*** Supplied data Section Begins ***
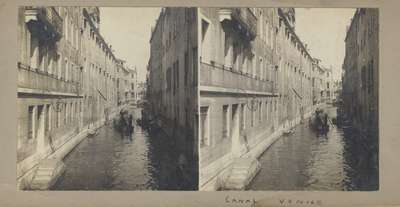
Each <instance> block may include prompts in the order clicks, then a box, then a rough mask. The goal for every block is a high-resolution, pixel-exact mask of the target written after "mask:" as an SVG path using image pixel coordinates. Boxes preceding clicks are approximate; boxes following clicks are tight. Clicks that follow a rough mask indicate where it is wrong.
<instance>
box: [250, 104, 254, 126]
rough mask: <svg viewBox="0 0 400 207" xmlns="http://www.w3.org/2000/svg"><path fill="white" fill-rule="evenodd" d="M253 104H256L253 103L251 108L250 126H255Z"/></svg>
mask: <svg viewBox="0 0 400 207" xmlns="http://www.w3.org/2000/svg"><path fill="white" fill-rule="evenodd" d="M253 106H254V105H252V106H251V109H250V111H251V120H250V126H251V127H253V126H254V108H253Z"/></svg>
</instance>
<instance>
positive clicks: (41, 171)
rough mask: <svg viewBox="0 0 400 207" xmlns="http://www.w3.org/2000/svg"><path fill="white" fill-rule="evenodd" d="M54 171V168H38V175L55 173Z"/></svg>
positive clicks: (37, 174) (37, 171)
mask: <svg viewBox="0 0 400 207" xmlns="http://www.w3.org/2000/svg"><path fill="white" fill-rule="evenodd" d="M53 171H54V169H52V170H41V169H38V170H37V171H36V175H51V174H53Z"/></svg>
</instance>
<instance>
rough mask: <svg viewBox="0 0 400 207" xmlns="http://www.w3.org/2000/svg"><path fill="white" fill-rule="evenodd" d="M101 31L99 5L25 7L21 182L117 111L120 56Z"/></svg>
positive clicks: (18, 61) (23, 43)
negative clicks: (50, 159)
mask: <svg viewBox="0 0 400 207" xmlns="http://www.w3.org/2000/svg"><path fill="white" fill-rule="evenodd" d="M99 31H100V11H99V9H98V8H97V7H31V6H29V7H19V8H18V46H19V48H18V51H19V56H18V64H17V70H18V82H17V84H18V93H17V105H18V117H17V118H18V133H17V135H18V136H17V143H18V144H17V179H18V185H19V188H21V189H25V188H30V187H32V185H31V184H32V182H35V181H36V180H38V179H39V178H37V179H36V177H38V176H39V174H38V173H37V172H36V171H37V170H38V166H40V164H41V163H44V162H45V161H46V160H50V159H51V160H57V161H60V160H61V159H62V158H63V156H65V154H67V153H68V152H69V151H70V150H71V149H72V148H73V147H74V146H75V145H76V144H78V143H79V141H80V140H82V139H83V138H84V137H86V135H87V133H88V131H90V130H94V129H96V128H98V127H99V126H101V125H102V124H103V123H104V121H106V120H107V119H109V118H111V117H112V115H113V114H115V113H116V112H118V105H117V92H118V91H117V81H116V79H117V78H118V74H117V69H118V59H117V58H116V57H115V56H114V54H113V52H112V50H111V46H109V45H108V44H107V43H106V42H105V41H104V39H103V37H102V36H101V34H100V32H99ZM53 158H55V159H53ZM34 172H36V173H34ZM35 176H36V177H35ZM43 179H48V178H47V177H46V178H45V177H43ZM38 182H39V181H38Z"/></svg>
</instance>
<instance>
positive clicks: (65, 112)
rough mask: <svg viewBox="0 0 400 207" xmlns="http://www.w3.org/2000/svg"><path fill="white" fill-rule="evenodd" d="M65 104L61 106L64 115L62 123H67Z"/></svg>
mask: <svg viewBox="0 0 400 207" xmlns="http://www.w3.org/2000/svg"><path fill="white" fill-rule="evenodd" d="M67 106H68V105H67V104H66V103H65V104H64V107H63V111H64V116H63V119H64V121H63V123H64V124H67Z"/></svg>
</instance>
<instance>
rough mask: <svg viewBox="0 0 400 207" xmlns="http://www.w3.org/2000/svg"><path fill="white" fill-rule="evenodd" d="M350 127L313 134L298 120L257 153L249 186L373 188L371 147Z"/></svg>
mask: <svg viewBox="0 0 400 207" xmlns="http://www.w3.org/2000/svg"><path fill="white" fill-rule="evenodd" d="M363 143H365V140H362V138H361V137H360V136H359V135H358V134H357V133H356V132H355V131H354V130H353V129H351V128H337V127H331V129H330V130H329V132H328V133H327V134H326V135H317V134H316V133H314V132H313V131H311V130H310V129H309V127H308V124H301V125H298V126H297V127H296V128H295V132H294V133H293V134H291V135H289V136H284V137H281V138H280V139H278V140H277V141H276V142H275V143H274V144H273V145H271V146H270V148H269V149H268V150H266V152H265V153H264V154H263V155H262V156H261V157H260V159H259V161H260V163H261V167H262V169H261V171H260V173H259V174H258V175H257V176H256V177H255V178H254V180H253V181H252V183H251V184H250V186H249V189H250V190H377V189H378V168H377V162H374V161H373V160H374V157H373V155H374V154H376V153H374V151H373V149H372V148H368V147H365V146H369V145H371V143H369V144H363ZM375 144H376V143H375Z"/></svg>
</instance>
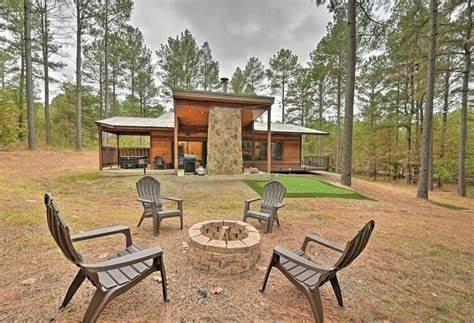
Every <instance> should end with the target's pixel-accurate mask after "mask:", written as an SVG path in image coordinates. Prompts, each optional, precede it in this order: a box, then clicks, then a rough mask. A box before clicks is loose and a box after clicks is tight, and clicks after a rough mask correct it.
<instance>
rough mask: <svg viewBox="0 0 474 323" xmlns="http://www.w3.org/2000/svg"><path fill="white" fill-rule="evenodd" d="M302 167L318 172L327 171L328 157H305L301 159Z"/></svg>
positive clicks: (328, 160) (328, 167)
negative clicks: (320, 171) (316, 169)
mask: <svg viewBox="0 0 474 323" xmlns="http://www.w3.org/2000/svg"><path fill="white" fill-rule="evenodd" d="M303 165H304V166H309V167H314V168H317V169H320V170H328V169H329V156H305V157H303Z"/></svg>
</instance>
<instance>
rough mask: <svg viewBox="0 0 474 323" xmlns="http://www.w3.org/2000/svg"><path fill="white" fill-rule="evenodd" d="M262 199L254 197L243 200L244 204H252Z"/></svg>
mask: <svg viewBox="0 0 474 323" xmlns="http://www.w3.org/2000/svg"><path fill="white" fill-rule="evenodd" d="M261 199H262V198H261V197H255V198H253V199H248V200H245V203H248V204H250V203H252V202H256V201H260V200H261Z"/></svg>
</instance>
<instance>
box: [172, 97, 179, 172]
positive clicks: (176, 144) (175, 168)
mask: <svg viewBox="0 0 474 323" xmlns="http://www.w3.org/2000/svg"><path fill="white" fill-rule="evenodd" d="M176 108H177V107H176V104H175V105H174V150H173V153H174V171H175V172H176V175H178V127H179V120H178V111H176Z"/></svg>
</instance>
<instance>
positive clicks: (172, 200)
mask: <svg viewBox="0 0 474 323" xmlns="http://www.w3.org/2000/svg"><path fill="white" fill-rule="evenodd" d="M161 199H163V200H169V201H175V202H183V199H180V198H176V197H172V196H161Z"/></svg>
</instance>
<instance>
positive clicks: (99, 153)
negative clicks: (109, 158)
mask: <svg viewBox="0 0 474 323" xmlns="http://www.w3.org/2000/svg"><path fill="white" fill-rule="evenodd" d="M102 159H103V156H102V129H101V128H99V170H102Z"/></svg>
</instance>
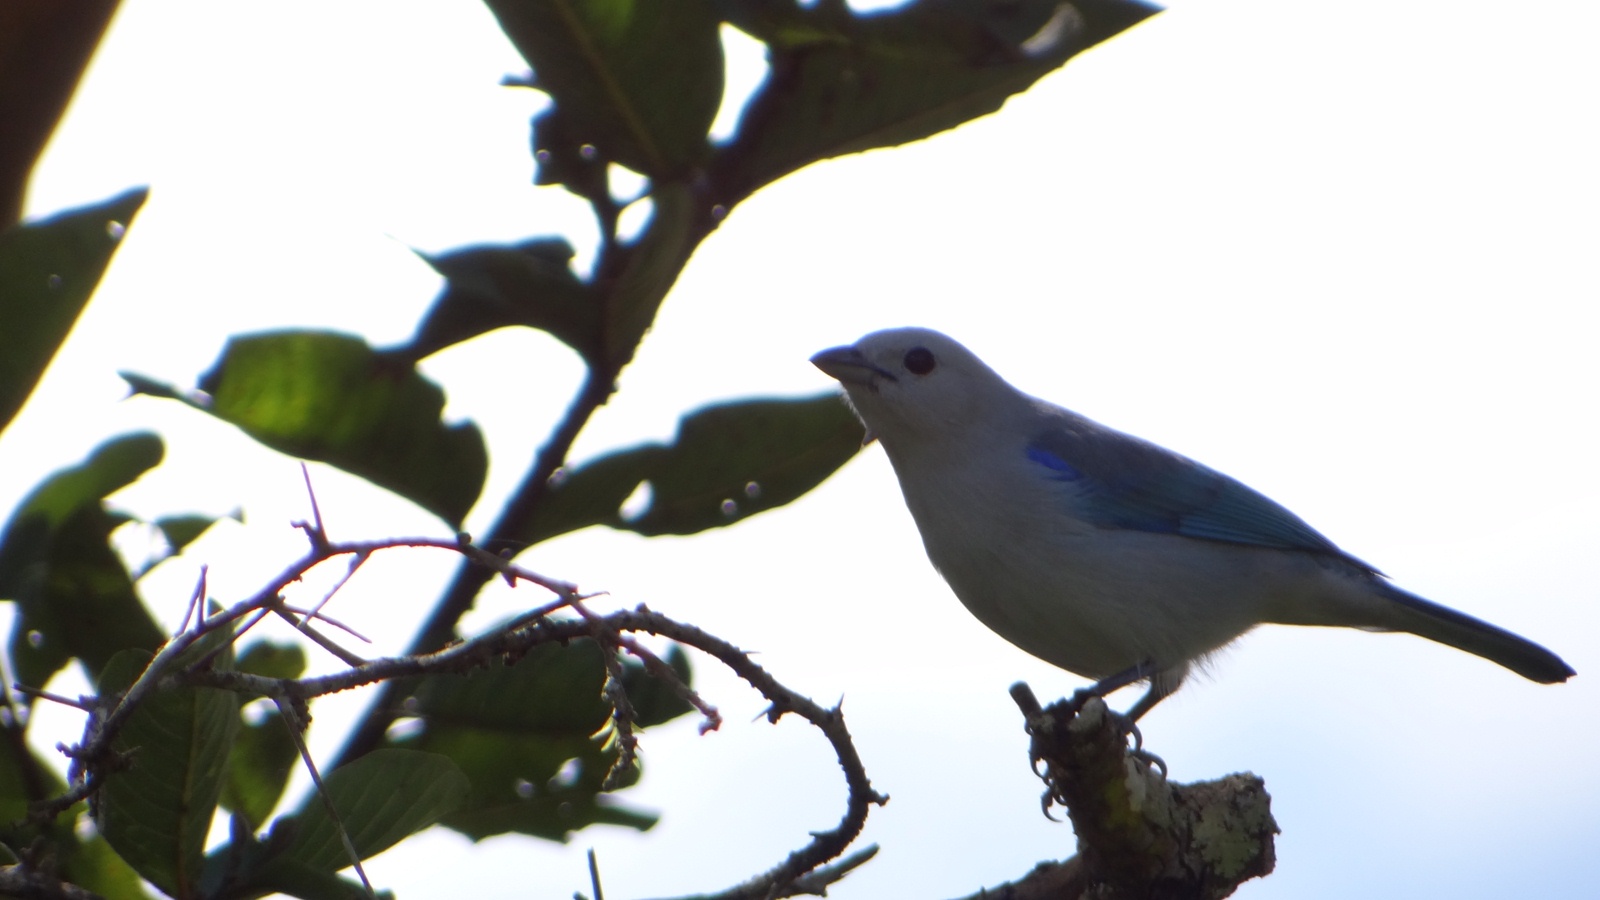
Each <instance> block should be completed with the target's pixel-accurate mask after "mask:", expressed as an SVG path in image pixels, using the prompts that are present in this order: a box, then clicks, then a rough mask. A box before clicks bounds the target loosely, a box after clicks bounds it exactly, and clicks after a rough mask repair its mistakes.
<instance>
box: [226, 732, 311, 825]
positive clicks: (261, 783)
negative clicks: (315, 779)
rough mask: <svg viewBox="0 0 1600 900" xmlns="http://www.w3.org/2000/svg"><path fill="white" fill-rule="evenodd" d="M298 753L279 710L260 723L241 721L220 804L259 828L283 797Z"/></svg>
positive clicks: (234, 741)
mask: <svg viewBox="0 0 1600 900" xmlns="http://www.w3.org/2000/svg"><path fill="white" fill-rule="evenodd" d="M298 761H299V751H298V748H296V746H294V738H293V737H290V732H288V724H286V722H285V721H283V716H282V713H278V709H277V708H272V709H269V711H267V714H266V716H264V717H262V719H261V721H259V722H254V724H251V722H242V724H240V730H238V737H237V738H235V740H234V748H232V749H230V751H229V754H227V780H226V781H224V786H222V794H221V798H219V801H218V802H221V806H222V809H227V810H230V812H234V814H235V815H240V817H243V820H245V822H246V823H248V825H250V828H259V826H261V825H262V823H264V822H266V820H267V817H269V815H272V810H274V809H275V807H277V806H278V801H280V799H282V798H283V790H285V788H286V786H288V783H290V775H293V773H294V764H296V762H298Z"/></svg>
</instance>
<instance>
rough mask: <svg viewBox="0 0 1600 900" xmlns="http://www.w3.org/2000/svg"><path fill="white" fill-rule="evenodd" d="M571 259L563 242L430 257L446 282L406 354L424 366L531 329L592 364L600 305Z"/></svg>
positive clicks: (599, 302) (485, 246)
mask: <svg viewBox="0 0 1600 900" xmlns="http://www.w3.org/2000/svg"><path fill="white" fill-rule="evenodd" d="M571 258H573V247H571V245H570V243H566V242H565V240H560V239H536V240H528V242H523V243H514V245H504V247H493V245H483V247H466V248H462V250H454V251H451V253H443V255H440V256H424V259H427V263H429V264H430V266H434V269H435V271H437V272H438V274H440V275H445V279H448V283H446V285H445V291H443V293H440V295H438V299H437V301H434V307H432V309H429V312H427V317H426V319H424V320H422V325H421V327H419V328H418V333H416V336H414V338H413V340H411V343H410V344H408V354H410V356H411V357H413V359H422V357H426V356H429V354H432V352H435V351H438V349H442V348H446V346H450V344H454V343H459V341H464V340H467V338H474V336H477V335H483V333H488V331H493V330H494V328H502V327H506V325H526V327H530V328H539V330H541V331H549V333H550V335H552V336H555V338H557V340H560V341H562V343H565V344H566V346H570V348H573V349H574V351H578V352H579V354H581V356H582V357H584V359H589V360H594V359H595V357H597V354H598V351H600V346H602V344H600V301H598V299H597V298H595V296H594V293H592V291H590V290H589V285H584V283H582V282H579V280H578V277H576V275H574V274H573V269H571Z"/></svg>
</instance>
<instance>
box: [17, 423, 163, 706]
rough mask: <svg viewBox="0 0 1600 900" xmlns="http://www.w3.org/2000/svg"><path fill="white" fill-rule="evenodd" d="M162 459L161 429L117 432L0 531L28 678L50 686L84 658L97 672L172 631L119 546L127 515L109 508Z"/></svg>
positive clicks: (43, 480)
mask: <svg viewBox="0 0 1600 900" xmlns="http://www.w3.org/2000/svg"><path fill="white" fill-rule="evenodd" d="M160 460H162V440H160V439H158V437H155V436H154V434H130V436H123V437H115V439H112V440H107V442H106V444H102V445H99V447H98V448H96V450H94V452H93V453H91V455H90V458H88V460H85V461H83V463H80V464H77V466H70V468H66V469H61V471H58V472H54V474H53V476H50V477H48V479H45V480H43V482H40V485H38V487H37V488H34V492H32V493H29V495H27V498H26V500H22V503H21V504H19V506H18V509H16V512H13V514H11V520H10V522H8V524H6V527H5V532H3V536H0V597H3V599H10V601H16V604H18V610H19V615H18V618H16V623H14V625H13V628H11V641H10V655H11V665H13V666H14V677H16V679H18V681H21V682H22V684H30V685H35V687H40V685H43V684H45V682H48V681H50V676H53V674H54V673H56V671H59V669H61V668H62V666H64V665H66V663H67V660H70V658H74V657H77V658H80V660H83V663H85V666H86V668H88V669H90V673H91V677H93V676H98V674H99V671H101V669H102V666H104V665H106V661H107V660H109V658H110V657H112V655H114V653H115V652H118V650H123V649H130V647H142V649H146V650H154V649H155V647H158V645H160V644H162V641H163V639H165V634H162V629H160V628H158V626H157V625H155V620H154V618H150V615H149V612H146V609H144V605H142V604H141V602H139V599H138V596H136V594H134V589H133V581H131V580H130V577H128V570H126V569H125V567H123V564H122V559H118V557H117V554H115V552H114V551H112V549H110V543H109V538H110V533H112V530H115V528H117V525H120V524H122V522H123V519H122V517H120V516H112V514H109V512H106V509H104V506H102V503H104V498H106V496H107V495H110V493H115V492H117V490H122V488H123V487H126V485H130V484H133V482H134V479H138V477H139V476H141V474H144V472H146V471H149V469H152V468H154V466H155V464H157V463H160Z"/></svg>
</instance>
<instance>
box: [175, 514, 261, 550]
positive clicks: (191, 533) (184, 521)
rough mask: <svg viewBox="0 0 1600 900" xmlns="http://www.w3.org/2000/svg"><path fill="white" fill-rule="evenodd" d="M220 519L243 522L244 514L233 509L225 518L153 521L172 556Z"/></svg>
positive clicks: (203, 518) (213, 516)
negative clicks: (229, 513) (227, 519)
mask: <svg viewBox="0 0 1600 900" xmlns="http://www.w3.org/2000/svg"><path fill="white" fill-rule="evenodd" d="M222 519H232V520H235V522H243V520H245V514H243V511H240V509H235V511H234V512H230V514H227V516H165V517H162V519H157V520H155V527H157V528H160V530H162V536H163V538H166V546H168V548H171V551H173V552H174V554H179V552H182V551H184V548H186V546H189V544H190V543H194V541H195V538H198V536H200V535H203V533H205V532H206V528H210V527H211V525H214V524H218V522H219V520H222Z"/></svg>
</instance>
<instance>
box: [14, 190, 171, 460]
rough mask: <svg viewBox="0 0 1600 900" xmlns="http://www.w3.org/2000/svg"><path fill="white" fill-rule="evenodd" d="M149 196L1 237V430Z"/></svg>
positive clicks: (38, 372) (49, 363) (37, 380)
mask: <svg viewBox="0 0 1600 900" xmlns="http://www.w3.org/2000/svg"><path fill="white" fill-rule="evenodd" d="M146 194H147V191H146V189H142V187H139V189H136V191H128V192H126V194H122V195H118V197H112V199H110V200H106V202H102V203H96V205H93V207H83V208H78V210H70V211H66V213H59V215H56V216H51V218H48V219H43V221H37V223H29V224H16V226H11V227H8V229H5V231H3V232H0V432H3V431H5V426H6V424H10V423H11V418H13V416H16V412H18V410H19V408H22V402H24V400H27V396H29V394H30V392H32V391H34V384H37V383H38V376H40V375H43V373H45V367H46V365H50V359H51V357H54V356H56V348H59V346H61V341H64V340H66V338H67V331H70V330H72V323H74V322H77V319H78V314H80V312H82V311H83V304H86V303H88V299H90V295H93V293H94V287H96V285H98V283H99V279H101V274H102V272H104V271H106V264H107V263H110V256H112V253H114V251H115V250H117V245H118V240H120V237H122V232H123V229H125V227H126V226H128V223H131V221H133V216H134V213H138V211H139V207H141V205H144V197H146Z"/></svg>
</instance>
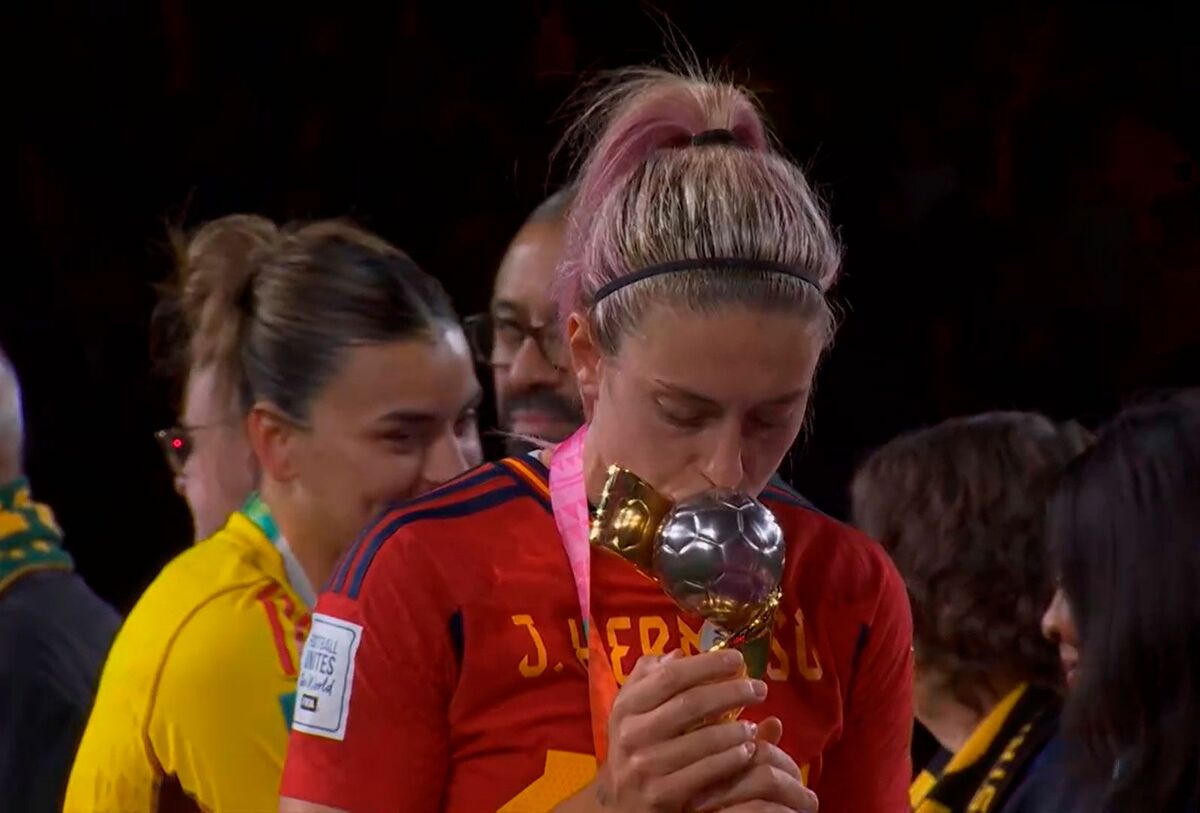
*** Supplied data Section Ends ***
> _Exercise_
The copy should hold exactly the lines above from the one with "positive clicks: (99, 153)" through the one with "753L279 710L260 723L241", both ends counted, and no pictures at all.

> _Answer box_
positive clicks: (99, 153)
negative clicks: (109, 158)
mask: <svg viewBox="0 0 474 323" xmlns="http://www.w3.org/2000/svg"><path fill="white" fill-rule="evenodd" d="M102 159H103V156H102V129H101V128H99V170H102Z"/></svg>
</instance>
Each <instance> block should be completed with the target's pixel-accurate mask after "mask:", expressed as an SVG path in image pixels, using the prompts that are present in this order: a box, then clicks, then a rough mask. A box before clicks bounds the target loosely, a box after clicks bounds it exactly, and clicks after a rough mask repair its mistakes.
<instance>
box: [226, 732, 311, 825]
positive clicks: (261, 783)
negative clicks: (315, 779)
rough mask: <svg viewBox="0 0 1600 900" xmlns="http://www.w3.org/2000/svg"><path fill="white" fill-rule="evenodd" d="M298 753L279 710L260 723L241 721L220 804L259 828L283 797Z"/></svg>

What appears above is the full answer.